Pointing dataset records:
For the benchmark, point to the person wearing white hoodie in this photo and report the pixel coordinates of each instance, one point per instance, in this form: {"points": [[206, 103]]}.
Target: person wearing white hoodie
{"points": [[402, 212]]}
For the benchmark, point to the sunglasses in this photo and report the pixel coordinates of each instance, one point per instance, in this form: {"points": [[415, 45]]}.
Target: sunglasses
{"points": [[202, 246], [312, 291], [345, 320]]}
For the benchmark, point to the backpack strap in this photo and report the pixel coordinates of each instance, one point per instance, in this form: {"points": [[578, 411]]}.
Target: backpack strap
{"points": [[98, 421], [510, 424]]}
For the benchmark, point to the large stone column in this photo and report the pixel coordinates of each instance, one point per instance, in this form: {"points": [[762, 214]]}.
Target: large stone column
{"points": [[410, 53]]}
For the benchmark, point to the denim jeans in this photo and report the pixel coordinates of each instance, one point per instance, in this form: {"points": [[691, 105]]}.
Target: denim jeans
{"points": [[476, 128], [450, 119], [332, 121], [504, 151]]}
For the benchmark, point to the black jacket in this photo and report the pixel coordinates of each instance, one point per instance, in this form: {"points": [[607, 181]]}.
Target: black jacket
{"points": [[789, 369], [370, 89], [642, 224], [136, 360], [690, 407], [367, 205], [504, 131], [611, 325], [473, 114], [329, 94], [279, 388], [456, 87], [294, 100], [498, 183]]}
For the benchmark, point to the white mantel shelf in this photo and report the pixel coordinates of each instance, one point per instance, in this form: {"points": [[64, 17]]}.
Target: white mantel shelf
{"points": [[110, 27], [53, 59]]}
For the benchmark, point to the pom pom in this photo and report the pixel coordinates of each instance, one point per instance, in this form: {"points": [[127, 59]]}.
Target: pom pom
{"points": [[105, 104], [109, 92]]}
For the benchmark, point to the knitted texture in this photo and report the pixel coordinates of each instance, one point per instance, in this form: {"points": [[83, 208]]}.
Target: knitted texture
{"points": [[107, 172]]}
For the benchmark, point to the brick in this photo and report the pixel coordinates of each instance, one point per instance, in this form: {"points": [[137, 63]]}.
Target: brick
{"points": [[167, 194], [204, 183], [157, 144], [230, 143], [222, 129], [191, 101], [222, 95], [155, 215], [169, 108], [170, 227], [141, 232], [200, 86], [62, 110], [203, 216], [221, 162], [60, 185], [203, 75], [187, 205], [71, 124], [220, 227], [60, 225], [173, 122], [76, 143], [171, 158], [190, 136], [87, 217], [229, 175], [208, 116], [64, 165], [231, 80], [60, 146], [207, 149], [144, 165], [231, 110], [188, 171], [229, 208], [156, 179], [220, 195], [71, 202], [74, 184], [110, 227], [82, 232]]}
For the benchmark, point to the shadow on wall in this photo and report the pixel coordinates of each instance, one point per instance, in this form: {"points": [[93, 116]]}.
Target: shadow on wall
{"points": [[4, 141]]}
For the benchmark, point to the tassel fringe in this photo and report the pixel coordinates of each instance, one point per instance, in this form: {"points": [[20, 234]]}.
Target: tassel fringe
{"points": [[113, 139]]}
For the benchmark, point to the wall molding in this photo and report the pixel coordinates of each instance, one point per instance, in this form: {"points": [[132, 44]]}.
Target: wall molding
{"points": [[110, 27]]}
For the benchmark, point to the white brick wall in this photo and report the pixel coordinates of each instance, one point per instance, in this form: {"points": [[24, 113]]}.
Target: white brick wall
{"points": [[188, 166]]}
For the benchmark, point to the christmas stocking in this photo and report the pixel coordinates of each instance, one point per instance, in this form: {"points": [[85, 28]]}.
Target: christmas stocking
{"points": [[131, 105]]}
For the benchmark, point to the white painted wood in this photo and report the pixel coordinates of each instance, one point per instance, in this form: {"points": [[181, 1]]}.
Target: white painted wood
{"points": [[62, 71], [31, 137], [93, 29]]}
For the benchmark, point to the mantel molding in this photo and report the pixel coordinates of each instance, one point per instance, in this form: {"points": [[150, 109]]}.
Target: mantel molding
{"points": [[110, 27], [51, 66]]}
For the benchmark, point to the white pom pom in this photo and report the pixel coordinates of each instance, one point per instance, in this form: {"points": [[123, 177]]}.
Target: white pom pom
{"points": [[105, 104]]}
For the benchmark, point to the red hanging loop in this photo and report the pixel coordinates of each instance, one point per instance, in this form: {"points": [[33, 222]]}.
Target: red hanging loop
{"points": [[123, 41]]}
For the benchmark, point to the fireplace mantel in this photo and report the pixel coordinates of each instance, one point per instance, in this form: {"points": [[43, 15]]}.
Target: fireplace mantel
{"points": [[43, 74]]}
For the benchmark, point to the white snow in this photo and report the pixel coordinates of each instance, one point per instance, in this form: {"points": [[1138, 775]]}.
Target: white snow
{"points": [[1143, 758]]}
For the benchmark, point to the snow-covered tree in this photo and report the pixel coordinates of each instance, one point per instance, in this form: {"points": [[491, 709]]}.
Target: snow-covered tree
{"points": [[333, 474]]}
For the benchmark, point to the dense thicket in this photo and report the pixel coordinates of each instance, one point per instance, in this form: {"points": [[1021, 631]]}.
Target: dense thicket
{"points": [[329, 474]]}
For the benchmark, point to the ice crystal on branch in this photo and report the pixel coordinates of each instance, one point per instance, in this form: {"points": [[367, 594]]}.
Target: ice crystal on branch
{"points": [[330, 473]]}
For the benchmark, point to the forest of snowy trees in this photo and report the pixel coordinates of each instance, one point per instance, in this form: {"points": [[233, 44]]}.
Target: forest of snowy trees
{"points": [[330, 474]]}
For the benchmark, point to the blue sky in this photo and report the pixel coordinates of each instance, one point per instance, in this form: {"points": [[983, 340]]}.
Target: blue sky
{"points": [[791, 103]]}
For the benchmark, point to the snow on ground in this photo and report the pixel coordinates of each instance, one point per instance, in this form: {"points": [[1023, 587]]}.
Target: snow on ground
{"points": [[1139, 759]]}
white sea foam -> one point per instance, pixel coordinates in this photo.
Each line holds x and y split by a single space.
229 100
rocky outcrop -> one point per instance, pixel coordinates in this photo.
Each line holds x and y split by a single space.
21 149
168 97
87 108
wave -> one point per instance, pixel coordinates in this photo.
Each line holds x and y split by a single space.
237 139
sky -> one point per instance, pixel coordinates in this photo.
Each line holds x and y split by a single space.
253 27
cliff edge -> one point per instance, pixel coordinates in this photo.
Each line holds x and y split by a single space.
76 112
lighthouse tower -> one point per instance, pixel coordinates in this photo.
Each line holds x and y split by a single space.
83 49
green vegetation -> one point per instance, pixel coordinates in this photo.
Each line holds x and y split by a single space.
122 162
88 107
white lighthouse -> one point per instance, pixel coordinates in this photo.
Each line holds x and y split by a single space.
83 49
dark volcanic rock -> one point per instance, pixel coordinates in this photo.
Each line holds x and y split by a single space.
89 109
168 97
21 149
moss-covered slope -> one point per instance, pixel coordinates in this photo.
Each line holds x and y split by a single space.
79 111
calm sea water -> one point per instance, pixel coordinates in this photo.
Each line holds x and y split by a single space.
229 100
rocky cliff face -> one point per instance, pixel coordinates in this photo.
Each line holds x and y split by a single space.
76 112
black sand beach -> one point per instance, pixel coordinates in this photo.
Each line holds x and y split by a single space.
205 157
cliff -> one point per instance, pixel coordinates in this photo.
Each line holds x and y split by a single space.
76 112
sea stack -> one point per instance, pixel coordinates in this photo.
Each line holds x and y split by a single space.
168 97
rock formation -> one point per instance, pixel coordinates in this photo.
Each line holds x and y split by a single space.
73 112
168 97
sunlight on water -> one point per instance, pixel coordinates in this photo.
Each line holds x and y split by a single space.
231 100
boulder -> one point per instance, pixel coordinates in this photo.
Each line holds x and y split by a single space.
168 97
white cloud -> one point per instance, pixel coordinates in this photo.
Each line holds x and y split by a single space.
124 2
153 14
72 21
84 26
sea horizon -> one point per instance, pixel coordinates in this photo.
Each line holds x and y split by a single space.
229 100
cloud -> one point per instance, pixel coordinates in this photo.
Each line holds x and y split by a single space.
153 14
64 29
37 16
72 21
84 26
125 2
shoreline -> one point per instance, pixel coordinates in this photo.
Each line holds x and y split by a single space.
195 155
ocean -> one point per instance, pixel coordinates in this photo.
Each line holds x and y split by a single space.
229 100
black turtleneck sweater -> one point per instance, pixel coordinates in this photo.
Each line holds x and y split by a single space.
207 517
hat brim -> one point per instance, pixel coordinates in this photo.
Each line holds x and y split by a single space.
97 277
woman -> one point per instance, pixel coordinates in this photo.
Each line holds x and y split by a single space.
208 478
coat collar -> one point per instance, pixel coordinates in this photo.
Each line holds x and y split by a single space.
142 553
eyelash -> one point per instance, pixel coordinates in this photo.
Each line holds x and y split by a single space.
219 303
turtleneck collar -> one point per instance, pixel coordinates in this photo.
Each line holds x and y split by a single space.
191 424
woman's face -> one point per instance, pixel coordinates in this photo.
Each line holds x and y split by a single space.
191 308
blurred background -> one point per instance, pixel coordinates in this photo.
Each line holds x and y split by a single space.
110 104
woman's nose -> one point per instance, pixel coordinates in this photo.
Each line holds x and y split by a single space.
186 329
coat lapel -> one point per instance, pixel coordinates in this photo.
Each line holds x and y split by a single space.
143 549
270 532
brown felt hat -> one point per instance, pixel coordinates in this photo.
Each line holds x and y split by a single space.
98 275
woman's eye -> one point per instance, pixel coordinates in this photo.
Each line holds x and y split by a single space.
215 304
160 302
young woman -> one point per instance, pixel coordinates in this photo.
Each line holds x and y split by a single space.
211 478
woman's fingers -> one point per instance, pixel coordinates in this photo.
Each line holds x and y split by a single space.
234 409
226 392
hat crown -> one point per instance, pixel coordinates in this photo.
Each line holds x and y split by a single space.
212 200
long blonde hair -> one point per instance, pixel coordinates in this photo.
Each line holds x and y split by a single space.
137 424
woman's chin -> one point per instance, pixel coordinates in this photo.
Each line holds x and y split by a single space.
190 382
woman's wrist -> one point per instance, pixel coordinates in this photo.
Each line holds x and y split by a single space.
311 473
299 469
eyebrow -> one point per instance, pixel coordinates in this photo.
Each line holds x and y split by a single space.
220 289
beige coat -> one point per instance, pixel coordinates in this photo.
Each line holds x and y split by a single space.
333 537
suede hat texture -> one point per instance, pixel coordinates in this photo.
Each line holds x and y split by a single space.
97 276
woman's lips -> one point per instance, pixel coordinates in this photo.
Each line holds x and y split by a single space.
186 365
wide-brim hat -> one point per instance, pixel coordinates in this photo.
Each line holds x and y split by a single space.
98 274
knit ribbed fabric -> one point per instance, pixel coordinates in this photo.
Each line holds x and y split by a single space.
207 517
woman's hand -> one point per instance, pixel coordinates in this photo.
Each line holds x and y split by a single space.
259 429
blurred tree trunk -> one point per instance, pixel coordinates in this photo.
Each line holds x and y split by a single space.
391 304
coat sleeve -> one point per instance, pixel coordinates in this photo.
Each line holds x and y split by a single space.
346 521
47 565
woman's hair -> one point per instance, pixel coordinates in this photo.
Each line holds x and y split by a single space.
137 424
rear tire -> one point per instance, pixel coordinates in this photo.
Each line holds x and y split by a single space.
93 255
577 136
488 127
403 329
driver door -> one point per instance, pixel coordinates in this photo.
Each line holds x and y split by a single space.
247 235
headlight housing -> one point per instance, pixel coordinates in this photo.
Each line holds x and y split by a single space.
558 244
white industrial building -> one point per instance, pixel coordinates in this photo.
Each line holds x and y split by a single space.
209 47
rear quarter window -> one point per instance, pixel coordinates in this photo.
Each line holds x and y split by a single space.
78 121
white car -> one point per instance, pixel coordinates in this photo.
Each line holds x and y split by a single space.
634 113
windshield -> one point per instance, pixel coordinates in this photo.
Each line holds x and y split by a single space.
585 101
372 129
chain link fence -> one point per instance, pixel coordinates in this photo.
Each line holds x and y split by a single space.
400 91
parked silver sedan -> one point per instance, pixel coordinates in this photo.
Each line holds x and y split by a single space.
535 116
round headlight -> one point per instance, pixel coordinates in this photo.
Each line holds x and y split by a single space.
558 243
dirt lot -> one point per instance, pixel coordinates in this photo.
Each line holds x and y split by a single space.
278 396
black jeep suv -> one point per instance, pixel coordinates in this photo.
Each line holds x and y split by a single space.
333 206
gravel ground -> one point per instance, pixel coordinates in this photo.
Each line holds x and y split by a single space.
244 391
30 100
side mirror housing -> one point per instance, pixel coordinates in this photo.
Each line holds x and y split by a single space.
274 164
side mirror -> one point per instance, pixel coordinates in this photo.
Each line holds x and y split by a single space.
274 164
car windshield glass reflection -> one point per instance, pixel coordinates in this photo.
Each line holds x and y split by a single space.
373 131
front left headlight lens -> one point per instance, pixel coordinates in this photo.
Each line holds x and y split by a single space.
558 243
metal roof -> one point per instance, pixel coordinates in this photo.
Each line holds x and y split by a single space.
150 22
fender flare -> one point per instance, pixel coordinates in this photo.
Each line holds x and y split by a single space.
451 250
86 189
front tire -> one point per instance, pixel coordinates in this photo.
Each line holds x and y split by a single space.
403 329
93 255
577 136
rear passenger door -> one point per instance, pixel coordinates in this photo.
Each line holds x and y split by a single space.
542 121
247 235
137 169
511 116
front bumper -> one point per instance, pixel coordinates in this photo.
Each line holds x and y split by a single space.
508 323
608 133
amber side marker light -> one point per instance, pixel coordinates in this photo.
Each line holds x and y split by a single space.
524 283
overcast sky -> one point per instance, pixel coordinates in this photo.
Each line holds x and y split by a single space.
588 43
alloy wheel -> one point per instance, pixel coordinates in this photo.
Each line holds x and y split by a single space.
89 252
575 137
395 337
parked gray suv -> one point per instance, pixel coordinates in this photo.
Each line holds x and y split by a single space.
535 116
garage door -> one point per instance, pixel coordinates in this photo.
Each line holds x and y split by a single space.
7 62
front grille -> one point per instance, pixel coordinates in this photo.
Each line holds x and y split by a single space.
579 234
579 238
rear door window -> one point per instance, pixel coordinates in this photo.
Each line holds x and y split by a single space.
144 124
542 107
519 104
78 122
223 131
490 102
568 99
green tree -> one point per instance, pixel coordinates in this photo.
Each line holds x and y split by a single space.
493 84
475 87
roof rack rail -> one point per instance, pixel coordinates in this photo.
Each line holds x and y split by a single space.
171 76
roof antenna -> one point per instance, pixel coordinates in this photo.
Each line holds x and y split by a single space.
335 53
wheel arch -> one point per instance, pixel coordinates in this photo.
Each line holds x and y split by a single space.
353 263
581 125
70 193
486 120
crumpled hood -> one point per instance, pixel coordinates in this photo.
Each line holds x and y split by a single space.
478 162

*Exercise aim*
Send back exactly the lines from the line with "roof rack rail" through the end of the records.

*The answer*
roof rack rail -> one point per instance, pixel coordinates in this photo.
Each line holds x and y split by a single space.
171 76
roof antenna -> one point per instance, pixel coordinates in this photo.
Each line holds x and y split by a single space.
335 53
wheel arch -> one point per instance, pixel coordinates in this photo.
Each line holds x and y split by a single space.
353 263
581 125
70 193
486 120
crumpled hood -> one point per instance, pixel coordinates in this photo.
Each line holds x and y split by a single space.
478 162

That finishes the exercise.